>> Begin Record extracts

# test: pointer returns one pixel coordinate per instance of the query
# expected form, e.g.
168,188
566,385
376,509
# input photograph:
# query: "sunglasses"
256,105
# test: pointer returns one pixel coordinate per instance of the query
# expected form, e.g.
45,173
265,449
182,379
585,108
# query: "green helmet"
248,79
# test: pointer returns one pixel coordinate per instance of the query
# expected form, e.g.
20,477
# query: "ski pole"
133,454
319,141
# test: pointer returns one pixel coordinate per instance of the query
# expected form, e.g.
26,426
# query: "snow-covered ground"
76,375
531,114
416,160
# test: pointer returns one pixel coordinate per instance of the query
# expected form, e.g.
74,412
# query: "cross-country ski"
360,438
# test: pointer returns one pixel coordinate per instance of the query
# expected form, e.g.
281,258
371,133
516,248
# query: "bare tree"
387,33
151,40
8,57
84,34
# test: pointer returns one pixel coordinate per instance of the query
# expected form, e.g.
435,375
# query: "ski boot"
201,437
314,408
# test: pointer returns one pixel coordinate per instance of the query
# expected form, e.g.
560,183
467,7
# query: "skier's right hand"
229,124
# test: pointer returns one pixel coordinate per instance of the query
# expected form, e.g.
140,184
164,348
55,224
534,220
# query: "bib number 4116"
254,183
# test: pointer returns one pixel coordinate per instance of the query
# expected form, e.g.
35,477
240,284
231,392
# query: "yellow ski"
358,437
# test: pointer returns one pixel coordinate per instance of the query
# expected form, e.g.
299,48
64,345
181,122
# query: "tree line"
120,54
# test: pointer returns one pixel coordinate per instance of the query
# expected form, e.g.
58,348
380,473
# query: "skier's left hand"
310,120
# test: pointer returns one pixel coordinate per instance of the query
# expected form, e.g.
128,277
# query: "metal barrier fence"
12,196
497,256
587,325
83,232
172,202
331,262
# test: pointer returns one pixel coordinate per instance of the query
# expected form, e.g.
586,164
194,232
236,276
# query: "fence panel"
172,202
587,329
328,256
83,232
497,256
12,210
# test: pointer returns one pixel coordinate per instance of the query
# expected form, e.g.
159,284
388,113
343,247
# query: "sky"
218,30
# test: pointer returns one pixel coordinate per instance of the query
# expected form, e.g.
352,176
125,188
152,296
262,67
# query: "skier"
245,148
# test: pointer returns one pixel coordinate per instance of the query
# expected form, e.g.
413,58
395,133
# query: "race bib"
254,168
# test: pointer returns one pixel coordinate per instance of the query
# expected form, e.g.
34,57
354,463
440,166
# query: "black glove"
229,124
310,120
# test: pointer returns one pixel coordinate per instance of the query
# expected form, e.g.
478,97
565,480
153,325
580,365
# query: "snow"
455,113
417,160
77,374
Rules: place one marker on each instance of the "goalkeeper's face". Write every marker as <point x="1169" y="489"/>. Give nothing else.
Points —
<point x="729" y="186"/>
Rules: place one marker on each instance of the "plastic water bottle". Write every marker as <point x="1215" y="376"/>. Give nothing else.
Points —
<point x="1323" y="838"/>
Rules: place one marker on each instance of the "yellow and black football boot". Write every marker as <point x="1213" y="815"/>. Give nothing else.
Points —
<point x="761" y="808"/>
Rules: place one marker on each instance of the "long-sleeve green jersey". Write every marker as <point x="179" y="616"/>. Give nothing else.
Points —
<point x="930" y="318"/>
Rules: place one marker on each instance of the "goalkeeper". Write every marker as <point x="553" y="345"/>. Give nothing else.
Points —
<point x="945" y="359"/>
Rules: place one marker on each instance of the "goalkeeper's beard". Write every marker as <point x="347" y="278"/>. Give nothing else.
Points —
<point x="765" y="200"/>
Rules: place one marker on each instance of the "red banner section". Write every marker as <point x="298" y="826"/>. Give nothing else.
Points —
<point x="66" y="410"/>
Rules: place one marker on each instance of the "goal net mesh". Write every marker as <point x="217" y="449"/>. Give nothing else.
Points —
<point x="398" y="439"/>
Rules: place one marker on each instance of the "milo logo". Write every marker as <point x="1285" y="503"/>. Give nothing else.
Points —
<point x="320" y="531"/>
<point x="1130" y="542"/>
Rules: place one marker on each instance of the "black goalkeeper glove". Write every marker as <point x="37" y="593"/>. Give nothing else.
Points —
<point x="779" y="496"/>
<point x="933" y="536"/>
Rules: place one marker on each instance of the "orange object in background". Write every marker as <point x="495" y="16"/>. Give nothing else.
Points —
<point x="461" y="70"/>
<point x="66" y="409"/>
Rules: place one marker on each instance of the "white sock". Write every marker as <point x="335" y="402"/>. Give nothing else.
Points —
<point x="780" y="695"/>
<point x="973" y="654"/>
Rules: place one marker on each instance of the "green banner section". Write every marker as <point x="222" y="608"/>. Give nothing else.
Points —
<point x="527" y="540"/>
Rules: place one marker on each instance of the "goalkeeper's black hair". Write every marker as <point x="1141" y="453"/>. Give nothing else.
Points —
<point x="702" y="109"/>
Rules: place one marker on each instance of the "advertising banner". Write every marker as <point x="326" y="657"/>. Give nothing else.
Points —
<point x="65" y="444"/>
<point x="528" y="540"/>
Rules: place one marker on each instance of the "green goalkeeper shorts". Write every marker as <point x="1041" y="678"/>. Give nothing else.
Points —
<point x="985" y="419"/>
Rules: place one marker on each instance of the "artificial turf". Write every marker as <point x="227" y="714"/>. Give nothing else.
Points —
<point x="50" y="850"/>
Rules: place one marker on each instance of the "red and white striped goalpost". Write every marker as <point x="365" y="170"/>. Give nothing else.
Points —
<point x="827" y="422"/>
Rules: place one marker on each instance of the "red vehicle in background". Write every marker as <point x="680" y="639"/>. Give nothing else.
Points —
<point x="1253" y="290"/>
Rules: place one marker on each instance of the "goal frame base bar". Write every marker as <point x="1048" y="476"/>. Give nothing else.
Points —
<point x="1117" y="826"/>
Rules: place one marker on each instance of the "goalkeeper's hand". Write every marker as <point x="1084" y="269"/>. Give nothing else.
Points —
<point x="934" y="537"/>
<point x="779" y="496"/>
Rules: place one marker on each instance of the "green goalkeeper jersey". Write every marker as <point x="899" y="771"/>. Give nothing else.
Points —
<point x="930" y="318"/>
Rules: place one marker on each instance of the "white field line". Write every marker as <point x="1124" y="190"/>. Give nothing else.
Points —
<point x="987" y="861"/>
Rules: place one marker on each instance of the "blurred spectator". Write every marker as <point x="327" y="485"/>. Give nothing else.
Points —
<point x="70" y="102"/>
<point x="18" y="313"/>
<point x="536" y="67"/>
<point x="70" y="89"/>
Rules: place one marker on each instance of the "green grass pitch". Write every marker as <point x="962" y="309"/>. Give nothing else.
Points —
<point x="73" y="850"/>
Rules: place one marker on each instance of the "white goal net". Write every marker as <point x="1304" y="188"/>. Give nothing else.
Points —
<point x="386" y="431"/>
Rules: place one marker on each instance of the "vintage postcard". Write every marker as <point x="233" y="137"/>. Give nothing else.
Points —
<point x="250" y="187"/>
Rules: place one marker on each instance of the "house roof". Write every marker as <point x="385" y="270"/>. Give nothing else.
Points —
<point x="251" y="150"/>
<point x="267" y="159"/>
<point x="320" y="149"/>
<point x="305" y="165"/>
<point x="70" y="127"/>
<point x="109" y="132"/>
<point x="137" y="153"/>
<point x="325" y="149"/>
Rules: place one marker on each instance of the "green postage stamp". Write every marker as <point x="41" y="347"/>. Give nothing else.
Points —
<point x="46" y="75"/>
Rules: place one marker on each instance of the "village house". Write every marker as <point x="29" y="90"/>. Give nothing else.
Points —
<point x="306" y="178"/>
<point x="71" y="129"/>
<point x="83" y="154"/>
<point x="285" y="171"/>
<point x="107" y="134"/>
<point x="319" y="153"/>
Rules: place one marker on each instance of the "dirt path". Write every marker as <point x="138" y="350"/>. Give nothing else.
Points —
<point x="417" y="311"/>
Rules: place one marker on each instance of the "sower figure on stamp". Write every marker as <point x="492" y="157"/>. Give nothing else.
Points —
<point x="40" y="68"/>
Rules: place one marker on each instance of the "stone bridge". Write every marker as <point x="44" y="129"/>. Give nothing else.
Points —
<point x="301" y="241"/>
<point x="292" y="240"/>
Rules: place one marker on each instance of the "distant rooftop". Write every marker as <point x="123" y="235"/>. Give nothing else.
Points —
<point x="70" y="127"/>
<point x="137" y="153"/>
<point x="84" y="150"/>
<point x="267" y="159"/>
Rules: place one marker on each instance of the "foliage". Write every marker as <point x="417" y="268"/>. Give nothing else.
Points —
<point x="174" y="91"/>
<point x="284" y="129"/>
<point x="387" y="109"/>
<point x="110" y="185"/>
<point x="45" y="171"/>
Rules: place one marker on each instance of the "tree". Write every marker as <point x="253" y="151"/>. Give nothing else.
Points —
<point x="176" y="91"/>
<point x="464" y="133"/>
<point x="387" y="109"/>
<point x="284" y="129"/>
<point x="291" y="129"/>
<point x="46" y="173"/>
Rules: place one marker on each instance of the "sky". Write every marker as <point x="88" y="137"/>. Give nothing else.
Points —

>> End Record extracts

* [Do this]: Show each line of the records above that contains the string "boot". Case counts.

* [Problem solution]:
# query: "ski boot"
Rules: place one marker on each instance of the "yellow and black football boot". Write every marker as <point x="1213" y="815"/>. Give nothing else.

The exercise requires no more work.